Exercise aim: All pictures must be dropped, while the entries are given again word for word.

[Natural-language object grounding data]
# # #

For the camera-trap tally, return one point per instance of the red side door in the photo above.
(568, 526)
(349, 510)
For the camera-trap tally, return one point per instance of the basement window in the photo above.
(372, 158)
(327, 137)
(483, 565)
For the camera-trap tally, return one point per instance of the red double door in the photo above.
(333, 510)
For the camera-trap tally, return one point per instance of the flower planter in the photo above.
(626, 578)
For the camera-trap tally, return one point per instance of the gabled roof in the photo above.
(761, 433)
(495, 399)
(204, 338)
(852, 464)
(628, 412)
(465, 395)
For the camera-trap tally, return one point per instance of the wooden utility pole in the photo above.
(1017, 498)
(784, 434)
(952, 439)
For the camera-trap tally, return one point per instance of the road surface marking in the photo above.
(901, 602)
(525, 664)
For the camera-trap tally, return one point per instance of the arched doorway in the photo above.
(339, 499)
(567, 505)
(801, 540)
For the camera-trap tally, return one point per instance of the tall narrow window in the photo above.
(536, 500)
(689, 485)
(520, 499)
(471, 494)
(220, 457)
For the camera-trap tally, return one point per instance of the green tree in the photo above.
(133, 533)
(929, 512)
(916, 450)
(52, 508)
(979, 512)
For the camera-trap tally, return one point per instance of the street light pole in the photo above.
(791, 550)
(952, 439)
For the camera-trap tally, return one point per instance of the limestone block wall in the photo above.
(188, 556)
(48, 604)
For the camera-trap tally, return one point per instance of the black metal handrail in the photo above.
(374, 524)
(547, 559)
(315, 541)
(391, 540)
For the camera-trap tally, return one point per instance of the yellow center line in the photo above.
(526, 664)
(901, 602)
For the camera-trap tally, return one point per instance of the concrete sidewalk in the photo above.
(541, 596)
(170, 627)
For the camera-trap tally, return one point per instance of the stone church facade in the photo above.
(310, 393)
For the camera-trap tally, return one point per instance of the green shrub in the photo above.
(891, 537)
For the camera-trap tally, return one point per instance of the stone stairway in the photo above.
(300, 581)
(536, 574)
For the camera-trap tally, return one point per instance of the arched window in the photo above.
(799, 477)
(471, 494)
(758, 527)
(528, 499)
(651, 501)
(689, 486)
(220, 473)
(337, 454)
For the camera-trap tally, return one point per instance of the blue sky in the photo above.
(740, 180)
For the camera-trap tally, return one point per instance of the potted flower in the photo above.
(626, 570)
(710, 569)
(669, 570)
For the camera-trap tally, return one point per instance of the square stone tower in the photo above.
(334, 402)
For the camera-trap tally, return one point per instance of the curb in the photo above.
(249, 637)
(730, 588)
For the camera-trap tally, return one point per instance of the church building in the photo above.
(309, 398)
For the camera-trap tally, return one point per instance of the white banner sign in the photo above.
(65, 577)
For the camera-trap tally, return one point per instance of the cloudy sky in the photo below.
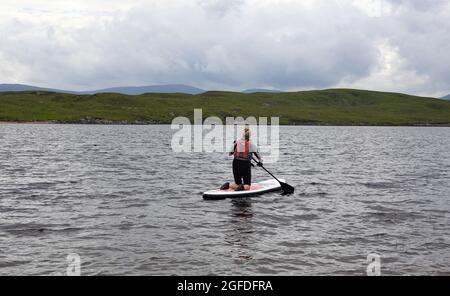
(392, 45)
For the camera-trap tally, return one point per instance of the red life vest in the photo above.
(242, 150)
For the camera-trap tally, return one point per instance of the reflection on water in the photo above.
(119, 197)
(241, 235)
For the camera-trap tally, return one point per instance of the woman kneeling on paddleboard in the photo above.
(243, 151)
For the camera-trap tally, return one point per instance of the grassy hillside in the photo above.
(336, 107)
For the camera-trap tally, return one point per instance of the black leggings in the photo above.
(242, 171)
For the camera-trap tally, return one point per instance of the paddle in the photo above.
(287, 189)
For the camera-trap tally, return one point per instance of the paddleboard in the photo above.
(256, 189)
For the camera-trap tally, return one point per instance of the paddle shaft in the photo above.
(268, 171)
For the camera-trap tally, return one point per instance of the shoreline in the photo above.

# # #

Output of the task:
For the camera-trap tally, return one point per instance of the red side door in the photo above.
(568, 526)
(349, 510)
For the camera-trap tally, return one point per instance of the basement window in the photo above.
(372, 158)
(327, 137)
(483, 565)
For the camera-trap tally, return one point per instance of the red double door in the photo above.
(333, 510)
For the camera-trap tally, return one point per instance of the flower planter in the photo above.
(626, 578)
For the camera-trap tally, return one point per instance of the gabled roof in the photo above.
(761, 433)
(495, 399)
(204, 338)
(852, 464)
(628, 412)
(465, 395)
For the camera-trap tally, return one point per instance of the wooden utility pole in the photo above.
(1017, 498)
(784, 434)
(952, 439)
For the camera-trap tally, return one point per instance of the road surface marking in the photo above.
(901, 602)
(525, 664)
For the camera-trap tally, return one point per instance of the arched doorway in the photo above.
(339, 499)
(567, 505)
(801, 540)
For the camera-trap tally, return one point per instance of the tall narrow window in the photo above.
(536, 500)
(689, 485)
(520, 499)
(471, 494)
(220, 457)
For the camera-trap tally, return one point per instance of the green tree in the photo above.
(133, 533)
(929, 512)
(916, 450)
(52, 508)
(979, 512)
For the camera-trap tally, return one point per instance of the street light pole in the photo above.
(791, 550)
(952, 439)
For the camera-trap tally, return one point per instance of the limestone block wall in the photo above.
(188, 556)
(48, 604)
For the camera-trap tally, return one point per instance of the black metal handrail in the photo above.
(374, 524)
(547, 559)
(315, 541)
(391, 540)
For the camera-trap tally, return one point per instance of the yellow center line in the photo above.
(526, 664)
(901, 602)
For the camera-trap tally, return one point per instance of the concrete sidewalk in the photo above.
(541, 596)
(170, 627)
For the camera-trap tally, return one point per instance of the stone church facade in the photo above.
(310, 393)
For the camera-trap tally, return one point per instance of the green shrub in the photo above.
(891, 537)
For the camera-trap tally, return one point per instance of the stone stairway in the photo above.
(300, 581)
(536, 574)
For the camera-trap tally, return one point per instance of the arched window in the photo above.
(799, 477)
(471, 494)
(758, 527)
(528, 499)
(651, 501)
(689, 486)
(220, 473)
(337, 454)
For the camera-trap tally, return one point per instance of the blue sky in the photo above.
(740, 180)
For the camera-trap tally, return one point per instance of the potted flower in the photo above.
(626, 570)
(710, 569)
(669, 570)
For the camera-trap tally, return one point per instance of the square stone tower in the photo above.
(334, 402)
For the camera-trap tally, return one point per instance of the curb in the photo above.
(249, 637)
(730, 588)
For the camera-trap tally, return one point per instance of the church building in the photo above.
(309, 398)
For the camera-trap tally, return one point per instance of the white banner sign in the photo above.
(65, 577)
For the camera-trap tally, return one point per instance of the cloudy sky in the photo below.
(392, 45)
For the camera-trap tally, return one point per instance of the red life vest in the photo above.
(242, 150)
For the camera-trap tally, return one point per instance of the reflection on water in the photo above.
(119, 197)
(241, 235)
For the camera-trap tally, return one point per instance of the woman kneeling on paddleboard in the photo above.
(243, 151)
For the camera-trap tally, return one point per instance of the grassy hillside in the photo above.
(336, 107)
For the camera-trap tally, return one point per instance of the black leggings in the photo above.
(242, 171)
For the camera-trap tally, return one point per instance of the paddle in the photo above.
(287, 189)
For the camera-trap tally, return one point per instance of the paddleboard in the photo above.
(256, 189)
For the camera-trap tally, return one point per instance of the paddle shaft in the photo above.
(268, 171)
For the camera-trap tally, return one point per instance of the shoreline in the photo above.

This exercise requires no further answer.